É HOJE O DIA DE
CARNAVAL – Imagem: Art by Andrea Bacal - UMA: A LA URSA – A La Ursa quer
dinheiro, quem não dá é pirangueiro! Isso era Clodovilson, entrava ano e saía
ano, desde que a Gervasilva, aquele mulherão de parar o trânsito, instalou-se
na sua vida. Pra quem vivia morrendo na mão ou pegando pigu no passo da
primeira catraia que embeiçasse sua feiura, topar um monumento daqueles, assim
do nada, era o mesmo que ganhar na loteria. Se era, hem? A mulher era bonitona,
olhos, beiços, cara, peitos, bunda, pernas e coxas, corpulenta de chamar
atenção, majestosa de ter tudo aos seus pés, colossal de endoidar santos,
inocentes, anciões e endiabrados. Tanta coisa bonita num só mesmo lugar, só
graça de Deus! Oxe, ele nem nem, só pendurado na garupa do bundão dela,
agarrado ao seu pescoço, sai pra lá que essa aqui tem dono. E tinha, ele não
largava do pé dele, nem ela do dele, parecia mais feito um pro outro. Bastava o
apito anunciar o carnaval, ele devidamente trajado, tomava a posse da festa e
segurava o rojão como podia. Ela mesma sugeriu uma coleira, adepta que era de
BDSM, adorava ser dominada, pisoteada, maltratada por seu macho e submissa
somente a ele, ô cara sortudo esse, diziam todos, e era mesmo. Quem chegasse ao
desaviso de visitá-lo, encontrava-a quase nua, de quatro, lambendo os pés dele
e tudo o mais. Tinha até plateia do outro da rua defronte a casa dele, espiando
todo pelas brechas da sua casa, uma janela esquecida aberta, uma portinhola
escancarada, na varanda, terraço, ou na cozinha por cima do muro no quintal.

DADOS FORNECIDOS.
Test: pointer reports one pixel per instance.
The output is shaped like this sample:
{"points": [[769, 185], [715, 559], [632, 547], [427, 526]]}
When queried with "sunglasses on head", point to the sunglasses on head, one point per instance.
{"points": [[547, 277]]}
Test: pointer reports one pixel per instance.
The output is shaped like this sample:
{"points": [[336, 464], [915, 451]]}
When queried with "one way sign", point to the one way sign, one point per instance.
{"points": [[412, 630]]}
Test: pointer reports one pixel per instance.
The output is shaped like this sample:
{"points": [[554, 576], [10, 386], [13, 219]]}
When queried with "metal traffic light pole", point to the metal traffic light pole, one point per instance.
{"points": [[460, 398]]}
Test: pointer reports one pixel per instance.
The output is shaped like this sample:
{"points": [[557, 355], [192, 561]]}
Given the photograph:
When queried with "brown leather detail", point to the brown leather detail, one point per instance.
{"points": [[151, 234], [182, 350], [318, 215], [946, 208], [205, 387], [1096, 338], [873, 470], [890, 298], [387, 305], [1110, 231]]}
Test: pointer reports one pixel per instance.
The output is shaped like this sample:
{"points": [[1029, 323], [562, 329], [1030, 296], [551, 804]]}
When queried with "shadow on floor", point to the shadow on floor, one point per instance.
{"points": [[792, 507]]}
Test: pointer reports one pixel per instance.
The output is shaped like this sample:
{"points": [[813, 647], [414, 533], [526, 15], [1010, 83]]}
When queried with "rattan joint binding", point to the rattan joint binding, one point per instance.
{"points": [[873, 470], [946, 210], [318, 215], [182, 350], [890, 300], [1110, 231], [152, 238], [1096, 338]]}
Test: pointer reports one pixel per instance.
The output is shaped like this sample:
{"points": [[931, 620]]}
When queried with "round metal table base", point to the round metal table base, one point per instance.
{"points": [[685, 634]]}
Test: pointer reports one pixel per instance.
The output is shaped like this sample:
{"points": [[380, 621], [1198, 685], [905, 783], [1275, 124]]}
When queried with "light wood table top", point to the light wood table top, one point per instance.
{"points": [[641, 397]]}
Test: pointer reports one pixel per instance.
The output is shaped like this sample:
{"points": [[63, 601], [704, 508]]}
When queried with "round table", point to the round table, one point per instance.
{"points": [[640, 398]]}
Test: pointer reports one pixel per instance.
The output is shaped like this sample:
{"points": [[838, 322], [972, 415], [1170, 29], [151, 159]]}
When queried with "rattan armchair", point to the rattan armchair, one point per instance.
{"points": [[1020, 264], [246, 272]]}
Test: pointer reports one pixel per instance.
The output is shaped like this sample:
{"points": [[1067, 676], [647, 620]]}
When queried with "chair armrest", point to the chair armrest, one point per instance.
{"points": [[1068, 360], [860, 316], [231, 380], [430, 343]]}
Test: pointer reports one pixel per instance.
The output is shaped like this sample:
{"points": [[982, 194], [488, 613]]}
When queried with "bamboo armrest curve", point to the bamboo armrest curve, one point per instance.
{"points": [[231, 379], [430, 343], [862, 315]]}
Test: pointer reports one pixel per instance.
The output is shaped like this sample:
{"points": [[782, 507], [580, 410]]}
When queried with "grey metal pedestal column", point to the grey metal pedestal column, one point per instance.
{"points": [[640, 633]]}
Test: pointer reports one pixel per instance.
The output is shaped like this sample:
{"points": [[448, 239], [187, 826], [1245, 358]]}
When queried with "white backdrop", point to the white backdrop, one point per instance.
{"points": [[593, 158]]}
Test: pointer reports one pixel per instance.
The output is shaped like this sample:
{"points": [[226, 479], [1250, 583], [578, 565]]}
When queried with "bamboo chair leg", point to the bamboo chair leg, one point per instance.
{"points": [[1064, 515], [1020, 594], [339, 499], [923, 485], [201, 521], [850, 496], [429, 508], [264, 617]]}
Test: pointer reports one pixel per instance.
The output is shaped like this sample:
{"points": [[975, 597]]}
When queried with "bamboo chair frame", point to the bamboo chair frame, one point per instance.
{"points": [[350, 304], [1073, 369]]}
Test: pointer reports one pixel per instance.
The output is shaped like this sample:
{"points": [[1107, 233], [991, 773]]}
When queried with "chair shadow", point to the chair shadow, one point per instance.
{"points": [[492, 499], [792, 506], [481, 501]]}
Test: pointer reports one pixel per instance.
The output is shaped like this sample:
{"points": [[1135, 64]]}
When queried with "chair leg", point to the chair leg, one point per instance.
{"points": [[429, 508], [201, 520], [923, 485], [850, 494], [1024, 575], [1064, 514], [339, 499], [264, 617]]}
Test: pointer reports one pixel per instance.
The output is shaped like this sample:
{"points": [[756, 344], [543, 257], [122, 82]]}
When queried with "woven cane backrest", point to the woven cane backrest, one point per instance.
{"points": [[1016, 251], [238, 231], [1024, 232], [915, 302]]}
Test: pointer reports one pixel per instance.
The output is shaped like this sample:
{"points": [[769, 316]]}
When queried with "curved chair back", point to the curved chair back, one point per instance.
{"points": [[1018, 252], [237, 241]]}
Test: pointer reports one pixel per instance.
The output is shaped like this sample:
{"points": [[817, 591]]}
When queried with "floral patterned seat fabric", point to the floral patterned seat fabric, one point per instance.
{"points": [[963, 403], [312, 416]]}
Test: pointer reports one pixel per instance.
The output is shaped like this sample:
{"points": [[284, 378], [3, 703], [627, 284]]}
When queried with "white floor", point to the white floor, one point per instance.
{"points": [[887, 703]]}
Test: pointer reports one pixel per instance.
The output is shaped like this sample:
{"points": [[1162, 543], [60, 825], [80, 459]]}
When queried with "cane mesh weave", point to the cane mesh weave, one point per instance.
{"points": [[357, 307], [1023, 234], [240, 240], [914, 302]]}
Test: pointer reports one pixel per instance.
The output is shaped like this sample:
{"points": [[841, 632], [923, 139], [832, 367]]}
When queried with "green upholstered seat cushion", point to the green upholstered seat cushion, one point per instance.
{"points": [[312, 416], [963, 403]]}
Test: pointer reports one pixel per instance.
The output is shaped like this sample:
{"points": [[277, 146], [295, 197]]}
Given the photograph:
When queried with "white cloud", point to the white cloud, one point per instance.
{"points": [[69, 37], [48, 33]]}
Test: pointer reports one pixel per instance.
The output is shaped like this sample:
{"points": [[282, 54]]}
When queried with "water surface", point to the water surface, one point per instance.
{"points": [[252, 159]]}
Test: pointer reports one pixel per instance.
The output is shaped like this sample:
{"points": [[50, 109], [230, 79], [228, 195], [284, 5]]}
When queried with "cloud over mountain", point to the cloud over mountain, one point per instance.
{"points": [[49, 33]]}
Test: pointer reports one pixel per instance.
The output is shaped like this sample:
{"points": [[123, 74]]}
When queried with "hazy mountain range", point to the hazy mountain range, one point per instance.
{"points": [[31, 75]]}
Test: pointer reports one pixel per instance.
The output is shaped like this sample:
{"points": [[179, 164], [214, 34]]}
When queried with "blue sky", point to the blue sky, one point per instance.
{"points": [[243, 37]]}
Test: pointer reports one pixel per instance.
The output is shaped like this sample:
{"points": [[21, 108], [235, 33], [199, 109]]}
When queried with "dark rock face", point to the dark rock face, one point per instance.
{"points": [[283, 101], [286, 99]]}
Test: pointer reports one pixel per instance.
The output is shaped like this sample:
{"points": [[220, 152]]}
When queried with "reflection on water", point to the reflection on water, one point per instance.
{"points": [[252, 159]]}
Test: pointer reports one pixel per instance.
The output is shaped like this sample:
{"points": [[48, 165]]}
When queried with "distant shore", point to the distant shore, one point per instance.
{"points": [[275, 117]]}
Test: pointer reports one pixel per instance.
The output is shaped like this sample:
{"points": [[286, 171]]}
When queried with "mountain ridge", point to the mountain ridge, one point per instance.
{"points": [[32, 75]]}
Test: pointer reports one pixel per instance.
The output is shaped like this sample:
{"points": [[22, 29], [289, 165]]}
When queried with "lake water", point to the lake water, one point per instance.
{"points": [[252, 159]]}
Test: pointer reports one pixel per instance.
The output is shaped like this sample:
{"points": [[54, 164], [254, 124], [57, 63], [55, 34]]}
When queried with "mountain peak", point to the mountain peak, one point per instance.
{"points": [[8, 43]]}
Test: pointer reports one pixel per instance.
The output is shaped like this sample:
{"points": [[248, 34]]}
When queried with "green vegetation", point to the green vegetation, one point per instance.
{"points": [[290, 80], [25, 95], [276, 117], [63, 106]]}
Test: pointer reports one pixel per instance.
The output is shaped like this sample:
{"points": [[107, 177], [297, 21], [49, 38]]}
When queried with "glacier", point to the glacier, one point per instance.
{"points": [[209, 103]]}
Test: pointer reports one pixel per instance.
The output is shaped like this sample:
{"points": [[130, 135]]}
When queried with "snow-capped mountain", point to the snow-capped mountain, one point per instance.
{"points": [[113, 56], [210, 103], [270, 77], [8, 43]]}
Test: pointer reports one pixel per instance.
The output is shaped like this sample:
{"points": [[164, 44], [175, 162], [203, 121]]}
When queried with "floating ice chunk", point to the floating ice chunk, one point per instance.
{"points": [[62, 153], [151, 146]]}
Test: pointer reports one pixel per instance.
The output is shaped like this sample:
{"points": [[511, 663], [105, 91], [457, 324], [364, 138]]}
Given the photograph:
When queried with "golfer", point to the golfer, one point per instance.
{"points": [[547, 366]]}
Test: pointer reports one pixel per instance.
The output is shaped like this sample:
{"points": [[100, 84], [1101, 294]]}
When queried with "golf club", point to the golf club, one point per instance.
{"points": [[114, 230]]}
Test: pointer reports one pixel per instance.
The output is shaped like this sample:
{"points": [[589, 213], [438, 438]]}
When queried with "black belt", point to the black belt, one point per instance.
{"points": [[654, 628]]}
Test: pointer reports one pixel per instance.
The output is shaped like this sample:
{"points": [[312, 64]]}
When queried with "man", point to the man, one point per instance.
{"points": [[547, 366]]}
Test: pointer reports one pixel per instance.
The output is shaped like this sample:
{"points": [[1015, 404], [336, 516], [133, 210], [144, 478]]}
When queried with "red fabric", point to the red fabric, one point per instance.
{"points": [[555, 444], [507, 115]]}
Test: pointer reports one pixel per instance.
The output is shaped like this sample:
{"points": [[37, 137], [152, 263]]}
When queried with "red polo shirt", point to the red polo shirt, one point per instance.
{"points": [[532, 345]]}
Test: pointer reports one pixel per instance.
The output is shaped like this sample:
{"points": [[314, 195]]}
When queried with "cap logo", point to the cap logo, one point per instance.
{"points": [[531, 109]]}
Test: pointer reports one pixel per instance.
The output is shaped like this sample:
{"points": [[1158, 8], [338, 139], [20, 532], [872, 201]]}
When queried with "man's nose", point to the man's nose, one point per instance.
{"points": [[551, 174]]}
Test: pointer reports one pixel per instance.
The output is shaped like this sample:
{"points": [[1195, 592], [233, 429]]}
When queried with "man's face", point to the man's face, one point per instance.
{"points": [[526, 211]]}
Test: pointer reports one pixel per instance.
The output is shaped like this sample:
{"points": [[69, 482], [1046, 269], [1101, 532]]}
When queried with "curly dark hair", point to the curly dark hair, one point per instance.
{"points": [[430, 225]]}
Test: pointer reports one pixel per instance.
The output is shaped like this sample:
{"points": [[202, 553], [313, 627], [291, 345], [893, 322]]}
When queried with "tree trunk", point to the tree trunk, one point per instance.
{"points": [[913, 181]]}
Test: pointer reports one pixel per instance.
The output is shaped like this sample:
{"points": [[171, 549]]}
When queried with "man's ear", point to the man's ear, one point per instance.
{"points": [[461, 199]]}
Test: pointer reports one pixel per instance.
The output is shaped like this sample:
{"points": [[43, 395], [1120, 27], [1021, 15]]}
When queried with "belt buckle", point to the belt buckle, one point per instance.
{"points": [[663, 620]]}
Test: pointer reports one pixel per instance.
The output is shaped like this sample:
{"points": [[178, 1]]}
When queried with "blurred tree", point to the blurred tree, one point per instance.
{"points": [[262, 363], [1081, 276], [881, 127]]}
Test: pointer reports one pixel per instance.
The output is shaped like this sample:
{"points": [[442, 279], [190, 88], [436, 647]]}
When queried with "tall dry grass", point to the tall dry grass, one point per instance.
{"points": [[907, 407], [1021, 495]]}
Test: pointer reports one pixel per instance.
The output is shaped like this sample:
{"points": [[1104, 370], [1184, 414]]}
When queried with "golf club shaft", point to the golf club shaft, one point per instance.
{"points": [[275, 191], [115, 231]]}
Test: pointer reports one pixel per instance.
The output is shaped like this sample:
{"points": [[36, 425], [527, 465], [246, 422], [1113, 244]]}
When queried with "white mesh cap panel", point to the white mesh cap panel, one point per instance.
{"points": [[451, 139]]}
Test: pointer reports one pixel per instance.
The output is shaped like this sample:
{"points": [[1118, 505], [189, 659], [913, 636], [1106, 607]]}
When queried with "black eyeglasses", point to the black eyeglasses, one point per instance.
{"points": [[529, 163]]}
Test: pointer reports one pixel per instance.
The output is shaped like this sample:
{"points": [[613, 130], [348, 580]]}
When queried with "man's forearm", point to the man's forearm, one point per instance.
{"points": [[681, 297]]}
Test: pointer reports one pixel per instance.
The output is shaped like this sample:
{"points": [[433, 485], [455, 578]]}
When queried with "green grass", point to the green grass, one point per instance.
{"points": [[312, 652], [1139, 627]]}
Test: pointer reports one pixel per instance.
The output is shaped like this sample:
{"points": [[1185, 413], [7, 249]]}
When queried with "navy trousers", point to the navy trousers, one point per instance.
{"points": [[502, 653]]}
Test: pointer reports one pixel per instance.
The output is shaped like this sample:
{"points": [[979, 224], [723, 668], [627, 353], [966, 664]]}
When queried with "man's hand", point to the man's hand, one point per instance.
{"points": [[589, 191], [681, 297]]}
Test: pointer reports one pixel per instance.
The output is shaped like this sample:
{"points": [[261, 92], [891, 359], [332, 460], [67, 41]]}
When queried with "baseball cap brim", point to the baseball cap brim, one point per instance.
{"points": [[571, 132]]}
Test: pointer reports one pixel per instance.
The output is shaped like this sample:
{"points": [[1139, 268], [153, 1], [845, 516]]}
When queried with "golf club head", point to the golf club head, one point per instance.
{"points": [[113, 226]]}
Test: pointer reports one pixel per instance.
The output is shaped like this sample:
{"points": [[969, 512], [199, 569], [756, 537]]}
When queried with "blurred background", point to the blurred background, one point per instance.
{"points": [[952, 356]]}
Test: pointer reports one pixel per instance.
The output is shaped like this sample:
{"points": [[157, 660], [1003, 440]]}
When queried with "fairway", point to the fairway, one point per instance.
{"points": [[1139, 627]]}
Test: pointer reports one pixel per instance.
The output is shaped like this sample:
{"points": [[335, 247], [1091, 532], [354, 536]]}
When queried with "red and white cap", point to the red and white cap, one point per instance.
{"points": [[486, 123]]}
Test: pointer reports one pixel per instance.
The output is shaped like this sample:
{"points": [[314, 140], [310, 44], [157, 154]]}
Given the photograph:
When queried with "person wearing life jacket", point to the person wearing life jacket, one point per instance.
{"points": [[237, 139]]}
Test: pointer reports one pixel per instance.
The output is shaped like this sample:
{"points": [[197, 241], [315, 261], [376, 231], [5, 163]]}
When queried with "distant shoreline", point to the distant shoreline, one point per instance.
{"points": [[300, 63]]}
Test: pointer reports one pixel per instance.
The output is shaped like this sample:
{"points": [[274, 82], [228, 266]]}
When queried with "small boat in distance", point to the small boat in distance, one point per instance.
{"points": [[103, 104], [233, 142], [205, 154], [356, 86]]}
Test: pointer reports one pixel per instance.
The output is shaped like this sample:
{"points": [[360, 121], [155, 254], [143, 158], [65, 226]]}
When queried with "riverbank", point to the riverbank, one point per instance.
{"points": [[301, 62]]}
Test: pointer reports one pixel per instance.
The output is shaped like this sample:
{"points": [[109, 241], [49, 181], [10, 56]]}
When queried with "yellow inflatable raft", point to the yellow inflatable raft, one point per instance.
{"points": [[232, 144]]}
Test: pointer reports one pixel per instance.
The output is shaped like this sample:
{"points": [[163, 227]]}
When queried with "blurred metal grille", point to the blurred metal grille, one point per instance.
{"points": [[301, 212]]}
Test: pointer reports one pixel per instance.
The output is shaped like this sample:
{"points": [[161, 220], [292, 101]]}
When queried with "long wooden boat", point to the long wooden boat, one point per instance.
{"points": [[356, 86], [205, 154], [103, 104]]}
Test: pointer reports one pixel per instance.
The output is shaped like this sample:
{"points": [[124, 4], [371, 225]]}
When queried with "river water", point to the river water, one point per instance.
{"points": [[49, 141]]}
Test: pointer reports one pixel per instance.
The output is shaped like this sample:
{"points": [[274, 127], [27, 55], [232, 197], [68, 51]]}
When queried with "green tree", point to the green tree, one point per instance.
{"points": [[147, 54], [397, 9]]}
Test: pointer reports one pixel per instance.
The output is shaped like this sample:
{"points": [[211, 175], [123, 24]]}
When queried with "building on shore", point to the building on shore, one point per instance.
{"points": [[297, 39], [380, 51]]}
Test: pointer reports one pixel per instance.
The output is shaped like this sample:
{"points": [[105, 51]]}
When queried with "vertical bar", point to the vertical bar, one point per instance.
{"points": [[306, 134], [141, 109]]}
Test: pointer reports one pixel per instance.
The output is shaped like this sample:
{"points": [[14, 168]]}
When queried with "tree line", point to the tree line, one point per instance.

OBJETIVO DA TAREFA.
Continue o texto sobre Clodovilson e Gervasilva no carnaval, seguindo a partir da última frase dele.

RESULTADO.
Havia sempre um jeito de se atrepar para ver as paparicadas dela pra cima dele.
Só no carnaval que ela botava a cara na rua, trancada às setecentas chaves o
resto do ano. No carnaval ela aparecia depravada, uma perdição geral, com tão
pouca roupa que não cobria quase nada, quase tudo de fora, aliás, pouquíssima
coisa deixava de ser vista, e ele lá rei do pedaço, dono da mais fantástica
entre todas as mulheres do planeta. Todo mundo limpava as vistas com
saracoteado dela e qualquer que se abestalhasse com a sua exuberância, dava de
cara com a La Ursa, verdadeiro chega pra lá. O que tinha de gente maldizendo da
vida e invejando Clodovilson, era da muita, e ele mão de figa, gritava: Tire o
olho gordo do meu pirão, não é pro seu bico, essa aqui tem dono e sou eu,
arreda que aqui só quem reina sou eu! DOIS:
O HOMEM DA MEIA NOITE, A MULHER DO MEIO DIA – Assim é a vida: ele zanzava
de noite, donzelão, quanta mulher vistosa, exóticas, todas assanhadas e
prontas, sem um centavo no bolso, via com o umbigo, lambia com a testa, não
dava conta, só pinguço aguenta. Ela voava de dia, arredia, a vida traz a conta,
sabia, desenganada do amor, não existia pecado ao sul do Equador, não era pra
ela, pudica, aliás, sonsa, se guardava pro princípe encantado. As razões mais
absurdas, até as pedras se encontram, não seria eles o desencontro. Em uma
esquina, ao crepúsculo, ela se recolhia, ele saía pra vida, um encontrão: Quem
é você? Colombina, Pierrot. Nada mais romântico, ele a levou na noite, ela
raiou no dia dele, indômitos, olhos nos olhos, mão na mão, parecia mais um
feito pro outro. Trocaram de fuso horário, ela nua exaltada na noite, gemendo
égua no cio, ele priápico no pino do meio dia, enganchado nela como que
engatados pelo amor. E foram felizes pra sempre, ninguém sabe, o Homem da Meia
Noite, a Mulher do Meio Dia. TRÊS:
EDUCAÇÃO X ESCOLARIZAÇÃO – Tem chato de galocha de todo jeito, valha-me
tanta carne de pescoço. De uma vez por todas: educação nunca foi escolarização,
no máximo esta é apenas uma mínima parte daquela, provavelmente uma ferramenta,
um instrumento. Principalmente no Brasil em que a tragédia educacional perpassa
as redes pública e privada, moldando apenas o aprendiz pro mercado e mais nada,
cidadania e dignidade humana, solidariedade que é bom, passam ao largo, descaradamente.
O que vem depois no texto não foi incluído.